■ **Work task**
Exactly the lines from the one with "the msa booth" to the end of the data below should be set down, and no others.

Saved entries
● ● ● ● ● ● ●
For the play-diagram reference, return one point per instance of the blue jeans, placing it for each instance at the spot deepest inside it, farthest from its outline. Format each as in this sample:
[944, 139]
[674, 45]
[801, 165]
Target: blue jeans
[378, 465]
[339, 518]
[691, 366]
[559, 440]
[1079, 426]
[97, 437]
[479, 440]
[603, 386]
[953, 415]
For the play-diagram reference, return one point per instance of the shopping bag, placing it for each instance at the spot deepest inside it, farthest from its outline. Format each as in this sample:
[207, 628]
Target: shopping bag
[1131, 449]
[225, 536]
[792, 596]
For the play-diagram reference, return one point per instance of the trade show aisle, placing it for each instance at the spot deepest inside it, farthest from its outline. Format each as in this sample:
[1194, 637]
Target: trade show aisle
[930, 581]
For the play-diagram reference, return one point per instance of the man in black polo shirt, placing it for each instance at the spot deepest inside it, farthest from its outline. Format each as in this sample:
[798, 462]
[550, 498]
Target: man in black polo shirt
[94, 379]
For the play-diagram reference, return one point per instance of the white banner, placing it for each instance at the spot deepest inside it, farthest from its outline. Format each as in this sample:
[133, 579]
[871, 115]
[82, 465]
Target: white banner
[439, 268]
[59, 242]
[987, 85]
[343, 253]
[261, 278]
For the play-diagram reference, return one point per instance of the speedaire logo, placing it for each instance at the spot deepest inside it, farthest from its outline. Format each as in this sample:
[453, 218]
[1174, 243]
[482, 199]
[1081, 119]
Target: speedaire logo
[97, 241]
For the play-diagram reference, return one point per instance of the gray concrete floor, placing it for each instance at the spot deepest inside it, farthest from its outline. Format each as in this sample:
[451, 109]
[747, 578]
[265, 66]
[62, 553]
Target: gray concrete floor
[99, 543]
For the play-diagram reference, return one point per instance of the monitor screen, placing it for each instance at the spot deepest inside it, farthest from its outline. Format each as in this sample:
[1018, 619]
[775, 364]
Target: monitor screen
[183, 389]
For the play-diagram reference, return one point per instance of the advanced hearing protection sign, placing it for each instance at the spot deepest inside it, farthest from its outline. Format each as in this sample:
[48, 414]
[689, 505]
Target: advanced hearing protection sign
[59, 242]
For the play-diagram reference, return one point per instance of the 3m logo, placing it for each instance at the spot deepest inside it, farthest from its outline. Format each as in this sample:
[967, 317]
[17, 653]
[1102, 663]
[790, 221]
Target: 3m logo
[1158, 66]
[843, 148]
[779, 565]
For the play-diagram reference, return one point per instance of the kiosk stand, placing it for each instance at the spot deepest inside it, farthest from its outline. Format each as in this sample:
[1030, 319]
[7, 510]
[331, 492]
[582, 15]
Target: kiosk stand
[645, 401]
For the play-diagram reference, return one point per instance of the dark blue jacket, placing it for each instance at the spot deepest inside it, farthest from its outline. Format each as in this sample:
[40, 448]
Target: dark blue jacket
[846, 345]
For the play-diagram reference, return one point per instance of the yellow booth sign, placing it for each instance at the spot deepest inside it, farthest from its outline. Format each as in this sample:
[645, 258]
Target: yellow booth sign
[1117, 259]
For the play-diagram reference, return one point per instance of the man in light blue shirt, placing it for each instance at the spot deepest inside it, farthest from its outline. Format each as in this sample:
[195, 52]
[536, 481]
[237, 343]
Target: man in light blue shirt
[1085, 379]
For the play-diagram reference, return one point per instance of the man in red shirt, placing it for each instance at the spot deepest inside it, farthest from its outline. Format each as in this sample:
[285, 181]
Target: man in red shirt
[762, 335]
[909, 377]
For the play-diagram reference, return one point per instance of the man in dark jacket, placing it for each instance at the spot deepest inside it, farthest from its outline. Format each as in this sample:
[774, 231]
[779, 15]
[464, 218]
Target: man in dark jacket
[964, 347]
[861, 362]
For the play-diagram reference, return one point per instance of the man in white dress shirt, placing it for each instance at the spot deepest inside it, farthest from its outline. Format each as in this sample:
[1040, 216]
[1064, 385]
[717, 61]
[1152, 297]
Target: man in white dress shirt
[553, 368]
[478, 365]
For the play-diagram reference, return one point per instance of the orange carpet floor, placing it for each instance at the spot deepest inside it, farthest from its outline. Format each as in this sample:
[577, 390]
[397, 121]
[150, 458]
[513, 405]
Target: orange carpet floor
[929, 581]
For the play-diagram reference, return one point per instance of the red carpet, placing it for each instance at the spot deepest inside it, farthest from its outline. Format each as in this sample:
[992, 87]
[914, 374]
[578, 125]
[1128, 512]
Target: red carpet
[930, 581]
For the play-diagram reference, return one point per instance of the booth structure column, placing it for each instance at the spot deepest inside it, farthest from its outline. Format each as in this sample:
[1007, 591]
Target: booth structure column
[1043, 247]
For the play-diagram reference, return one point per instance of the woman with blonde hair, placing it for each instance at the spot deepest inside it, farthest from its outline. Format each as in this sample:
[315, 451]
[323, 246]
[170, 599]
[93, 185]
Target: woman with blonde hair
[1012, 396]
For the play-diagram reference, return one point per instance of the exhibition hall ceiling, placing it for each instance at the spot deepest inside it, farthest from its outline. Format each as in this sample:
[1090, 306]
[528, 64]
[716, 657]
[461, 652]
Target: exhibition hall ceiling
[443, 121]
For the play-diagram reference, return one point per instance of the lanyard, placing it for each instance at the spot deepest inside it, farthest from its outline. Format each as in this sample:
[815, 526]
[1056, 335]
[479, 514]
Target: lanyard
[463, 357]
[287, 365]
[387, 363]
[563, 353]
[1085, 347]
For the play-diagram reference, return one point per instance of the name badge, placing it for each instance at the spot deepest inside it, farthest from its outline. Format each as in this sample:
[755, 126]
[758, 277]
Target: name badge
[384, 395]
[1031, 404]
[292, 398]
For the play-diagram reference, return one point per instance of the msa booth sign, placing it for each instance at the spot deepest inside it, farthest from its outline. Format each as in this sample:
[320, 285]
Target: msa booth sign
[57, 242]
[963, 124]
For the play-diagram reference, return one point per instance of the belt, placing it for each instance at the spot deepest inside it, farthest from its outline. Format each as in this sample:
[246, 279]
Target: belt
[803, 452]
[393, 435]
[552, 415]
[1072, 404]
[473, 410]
● ● ● ● ● ● ●
■ **Exercise response**
For the play-diagram reference, return one point per instance of the msa booth sign, placing it for each instance at the spot deepest inside it, farthest from its outline. Format each as in this sample:
[320, 285]
Target: msa booth sign
[57, 242]
[963, 124]
For the play-diagram reference, return one point per instance of the belt, placing it for each instance at the spot deepest inside it, farthest from its outline. Format each as in this sample:
[246, 279]
Target: belt
[803, 452]
[393, 435]
[552, 415]
[1072, 404]
[473, 410]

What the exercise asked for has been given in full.